Una ricerca dell'Università di Nottingham Trent ha finalmente spiegato scientificamente perché gli automobilisti "non vedono" i motociclisti. E la risposta è meno scontata di quello che si possa pensare (e no, non c'entra la negligenza)

Quante volte ce lo siamo sentiti dire: "Non ti avevo visto!". Una frase che ogni motociclista ha sentito almeno una volta nella vita, spesso dopo aver evitato per un pelo un incidente. Ma ora c'è una spiegazione scientifica a questo fenomeno che va ben oltre la semplice disattenzione.  

UNA RICERCA SPIEGA TUTTO

Un team di ricercatori dell'Università di Nottingham Trent (NTU) ha condotto uno studio intitolato "Motorcycles in the Mind's Eye" (Le motociclette nell'occhio della mente), guidato da David Crundall, Editha van Loon e Megan Hutchinson. I risultati sono affascinanti quanto inquietanti, ma soprattutto offrono una speranza concreta. La ricerca ha dimostrato che il problema non è solo quello che gli automobilisti vedono, ma quello che si aspettano di vedere. Il cervello umano costruisce dei "modelli mentali" - mappe interne che utilizziamo per prevedere come si comporteranno le cose intorno a noi. Se un automobilista non ha mai guidato una moto, il suo modello mentale di come si muove una motocicletta, dove può apparire o quanto velocemente può colmare un gap è incompleto. Partiamo dai dati crudi: nel Regno Unito i motociclisti rappresentano meno dell'1% del traffico stradale, eppure costituiscono quasi il 20% di tutte le vittime della strada. Una sproporzione drammatica (e comune a molti altri Paesi europei) che non accenna a diminuire nonostante i progressi tecnologici, l'equipaggiamento di sicurezza sempre più avanzato e i miglioramenti nella formazione dei centauri. Il dato ancora più inquietante è che una percentuale significativa di questi incidenti mortali coinvolge un altro veicolo, e quando si analizzano i dati, spesso la colpa viene attribuita all'altro conducente.

**Esercizio 1**
Trascrivi il testo sui motociclisti da "Quante volte ce" fino a "la semplice disattenzione.", estremi inclusi.

[Voci di dati archiviate]
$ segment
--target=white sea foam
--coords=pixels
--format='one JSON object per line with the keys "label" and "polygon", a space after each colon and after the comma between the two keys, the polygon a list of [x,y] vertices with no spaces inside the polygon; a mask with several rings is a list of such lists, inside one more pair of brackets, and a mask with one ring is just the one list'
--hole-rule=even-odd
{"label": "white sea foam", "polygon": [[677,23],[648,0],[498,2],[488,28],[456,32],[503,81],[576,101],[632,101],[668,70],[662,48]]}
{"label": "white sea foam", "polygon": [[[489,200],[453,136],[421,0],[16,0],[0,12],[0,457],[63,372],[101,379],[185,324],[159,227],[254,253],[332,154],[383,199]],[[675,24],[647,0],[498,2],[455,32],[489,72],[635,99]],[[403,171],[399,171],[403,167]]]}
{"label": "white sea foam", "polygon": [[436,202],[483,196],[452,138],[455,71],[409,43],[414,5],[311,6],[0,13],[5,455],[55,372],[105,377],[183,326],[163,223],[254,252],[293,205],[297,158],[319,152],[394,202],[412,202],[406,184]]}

**Esercizio 2**
Riscrivi i record dall'inizio fino alla riga che contiene "--hole-rule=even-odd", compresa, sostituendo "pixels" con "px" e lasciando invariato tutto il resto.

**Risultato del compito 1**
Quante volte ce lo siamo sentiti dire: "Non ti avevo visto!". Una frase che ogni motociclista ha sentito almeno una volta nella vita, spesso dopo aver evitato per un pelo un incidente. Ma ora c'è una spiegazione scientifica a questo fenomeno che va ben oltre la semplice disattenzione.

**Risultato del compito 2**
$ segment
--target=white sea foam
--coords=px
--format='one JSON object per line with the keys "label" and "polygon", a space after each colon and after the comma between the two keys, the polygon a list of [x,y] vertices with no spaces inside the polygon; a mask with several rings is a list of such lists, inside one more pair of brackets, and a mask with one ring is just the one list'
--hole-rule=even-odd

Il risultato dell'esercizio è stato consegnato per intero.